• [WORK ORDER]: Copy the records below exactly, but leave out any picture they contain.

• [DATA SUPPLIED]:
··········
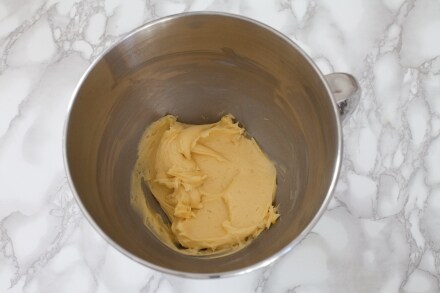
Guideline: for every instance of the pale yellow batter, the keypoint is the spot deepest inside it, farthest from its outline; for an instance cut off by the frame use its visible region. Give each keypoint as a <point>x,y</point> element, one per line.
<point>215,185</point>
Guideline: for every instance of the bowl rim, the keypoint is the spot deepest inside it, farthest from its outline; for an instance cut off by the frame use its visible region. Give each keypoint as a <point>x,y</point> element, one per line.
<point>237,272</point>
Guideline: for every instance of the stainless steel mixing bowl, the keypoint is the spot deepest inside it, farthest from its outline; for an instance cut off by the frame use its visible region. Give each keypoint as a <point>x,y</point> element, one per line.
<point>200,66</point>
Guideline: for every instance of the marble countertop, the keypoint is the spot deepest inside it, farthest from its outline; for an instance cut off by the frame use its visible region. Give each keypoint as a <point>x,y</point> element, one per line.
<point>381,232</point>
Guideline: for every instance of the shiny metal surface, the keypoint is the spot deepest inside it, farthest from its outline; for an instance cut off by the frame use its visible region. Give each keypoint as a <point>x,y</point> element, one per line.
<point>346,93</point>
<point>200,66</point>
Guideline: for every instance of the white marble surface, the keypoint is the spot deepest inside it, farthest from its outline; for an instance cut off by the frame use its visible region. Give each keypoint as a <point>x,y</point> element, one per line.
<point>381,232</point>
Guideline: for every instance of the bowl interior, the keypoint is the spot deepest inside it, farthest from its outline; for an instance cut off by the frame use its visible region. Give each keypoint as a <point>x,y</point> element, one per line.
<point>200,67</point>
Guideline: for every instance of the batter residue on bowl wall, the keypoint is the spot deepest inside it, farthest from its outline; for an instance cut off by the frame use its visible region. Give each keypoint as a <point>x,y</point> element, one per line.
<point>214,184</point>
··········
• [RESPONSE FOR THIS EXERCISE]:
Guideline: for every instance of the pale yellow batter, the keypoint is the spot deepest inside it, farthest from its outline; for an instance cut off by the frame use its visible region. Give each keypoint as a <point>x,y</point> element, one per line.
<point>215,185</point>
Guideline: for every instance of the bowl rim, the keypoint is the spot deepest inside it, farthest from its outline; for an instance cut off by the frame use its visible region. Give each keypoint as a <point>x,y</point> element, one per line.
<point>237,272</point>
Guideline: for every instance of the stainless steel mixing bowl, the keypoint is the spot deepest inside it, farthest from its outline; for an instance cut off by the frame use its visible region. Give each keypoint as a <point>x,y</point> element, one per line.
<point>200,66</point>
Guideline: for every instance of the marble countertop, the keypoint is the spot deepest inside it, farthest from its outline; for an instance cut off by the frame use its visible region. Give each keypoint as a <point>x,y</point> element, one per line.
<point>381,232</point>
Guideline: for every instance of the shiny metal surface, the keypoint is the spot deepest inside it, farthest from its outline; for an instance cut off by the frame use its visible region. Give each keypoint as a <point>x,y</point> element, one per line.
<point>346,93</point>
<point>200,66</point>
Guideline: for every instance of the white marble surface, the keypoint is the spot deepest inside it, farthest from its outline; for an instance cut off by the frame use its visible region. Give each keypoint as a <point>x,y</point> element, one per line.
<point>381,232</point>
Guideline: for every instance of the bowl interior, the keypoint is the spot deepest inside it, farthest from its outline; for an instance cut off by the frame use its visible region. Give each keypoint as a <point>x,y</point> element, one per line.
<point>200,67</point>
Guideline: for every instance of the batter residue on bowl wall, the keypoint is the spot deepest inside it, farthest from its outline; for an instance cut off by the frame use its visible region. Give each keypoint as a <point>x,y</point> element, one per line.
<point>214,184</point>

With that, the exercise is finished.